— begin TASK MATERIAL —

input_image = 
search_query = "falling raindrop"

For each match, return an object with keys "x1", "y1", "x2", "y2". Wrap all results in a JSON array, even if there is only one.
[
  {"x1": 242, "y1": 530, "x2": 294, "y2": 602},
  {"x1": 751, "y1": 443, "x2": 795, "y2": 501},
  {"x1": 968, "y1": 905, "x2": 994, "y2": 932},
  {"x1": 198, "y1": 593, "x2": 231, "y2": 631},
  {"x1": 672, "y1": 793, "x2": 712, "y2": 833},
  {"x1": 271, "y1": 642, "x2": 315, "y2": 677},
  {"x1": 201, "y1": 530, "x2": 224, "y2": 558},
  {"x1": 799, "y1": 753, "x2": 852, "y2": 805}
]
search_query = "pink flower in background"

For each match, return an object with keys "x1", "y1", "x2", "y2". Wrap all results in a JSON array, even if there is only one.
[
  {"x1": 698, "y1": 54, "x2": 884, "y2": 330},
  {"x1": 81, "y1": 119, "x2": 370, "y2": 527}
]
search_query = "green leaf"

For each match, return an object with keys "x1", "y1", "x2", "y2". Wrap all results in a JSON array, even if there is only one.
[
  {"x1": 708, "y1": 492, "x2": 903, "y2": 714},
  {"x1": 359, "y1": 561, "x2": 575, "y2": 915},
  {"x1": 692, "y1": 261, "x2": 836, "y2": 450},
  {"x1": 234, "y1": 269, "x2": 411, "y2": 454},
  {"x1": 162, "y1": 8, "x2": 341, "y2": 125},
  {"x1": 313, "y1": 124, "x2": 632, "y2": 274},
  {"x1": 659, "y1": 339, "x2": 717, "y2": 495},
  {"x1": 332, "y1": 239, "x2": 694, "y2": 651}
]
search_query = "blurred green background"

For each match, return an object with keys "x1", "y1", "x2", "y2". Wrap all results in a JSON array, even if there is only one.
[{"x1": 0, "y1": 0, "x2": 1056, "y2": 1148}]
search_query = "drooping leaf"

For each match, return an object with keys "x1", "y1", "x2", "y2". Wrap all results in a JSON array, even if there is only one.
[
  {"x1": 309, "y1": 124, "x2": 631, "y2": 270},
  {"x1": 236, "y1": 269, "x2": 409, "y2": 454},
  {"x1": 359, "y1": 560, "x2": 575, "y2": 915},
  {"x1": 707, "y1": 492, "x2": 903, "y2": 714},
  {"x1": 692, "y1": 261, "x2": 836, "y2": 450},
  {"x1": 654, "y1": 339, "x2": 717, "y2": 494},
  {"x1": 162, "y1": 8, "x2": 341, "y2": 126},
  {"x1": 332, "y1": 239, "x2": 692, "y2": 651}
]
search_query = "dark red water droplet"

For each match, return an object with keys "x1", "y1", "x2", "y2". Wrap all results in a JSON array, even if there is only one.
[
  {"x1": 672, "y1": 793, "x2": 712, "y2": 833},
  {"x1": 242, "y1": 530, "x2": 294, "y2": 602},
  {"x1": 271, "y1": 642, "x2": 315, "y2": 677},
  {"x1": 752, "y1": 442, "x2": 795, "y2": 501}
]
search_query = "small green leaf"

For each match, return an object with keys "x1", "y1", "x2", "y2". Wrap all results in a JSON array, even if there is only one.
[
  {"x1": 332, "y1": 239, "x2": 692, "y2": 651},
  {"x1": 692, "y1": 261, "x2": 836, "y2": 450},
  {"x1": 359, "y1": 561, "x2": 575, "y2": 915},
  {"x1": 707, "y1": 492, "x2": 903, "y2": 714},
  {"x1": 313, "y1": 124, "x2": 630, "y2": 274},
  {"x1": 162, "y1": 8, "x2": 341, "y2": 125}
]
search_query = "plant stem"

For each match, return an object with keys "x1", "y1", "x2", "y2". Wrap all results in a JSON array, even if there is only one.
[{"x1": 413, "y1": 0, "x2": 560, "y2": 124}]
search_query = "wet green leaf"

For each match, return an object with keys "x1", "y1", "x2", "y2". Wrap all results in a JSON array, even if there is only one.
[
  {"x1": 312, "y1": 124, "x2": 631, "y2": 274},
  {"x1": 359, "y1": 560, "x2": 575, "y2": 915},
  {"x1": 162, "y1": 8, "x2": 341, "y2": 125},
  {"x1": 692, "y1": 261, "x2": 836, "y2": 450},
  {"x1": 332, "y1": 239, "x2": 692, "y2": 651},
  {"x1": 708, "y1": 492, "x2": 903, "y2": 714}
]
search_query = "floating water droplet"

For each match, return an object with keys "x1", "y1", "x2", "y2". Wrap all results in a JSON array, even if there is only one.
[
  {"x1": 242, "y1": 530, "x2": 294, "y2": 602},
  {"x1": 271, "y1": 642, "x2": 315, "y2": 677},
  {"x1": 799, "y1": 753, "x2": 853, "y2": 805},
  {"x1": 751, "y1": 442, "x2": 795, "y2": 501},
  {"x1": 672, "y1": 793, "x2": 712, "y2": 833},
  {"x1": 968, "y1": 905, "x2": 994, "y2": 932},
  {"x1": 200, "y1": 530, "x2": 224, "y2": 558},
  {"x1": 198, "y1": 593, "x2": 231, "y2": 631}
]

— end TASK MATERIAL —

EXERCISE REQUIREMENTS:
Collect every line above that contains the word "water", and copy each one out in full.

FULL ANSWER:
search_query = "dark red water droplet"
search_query = "floating water droplet"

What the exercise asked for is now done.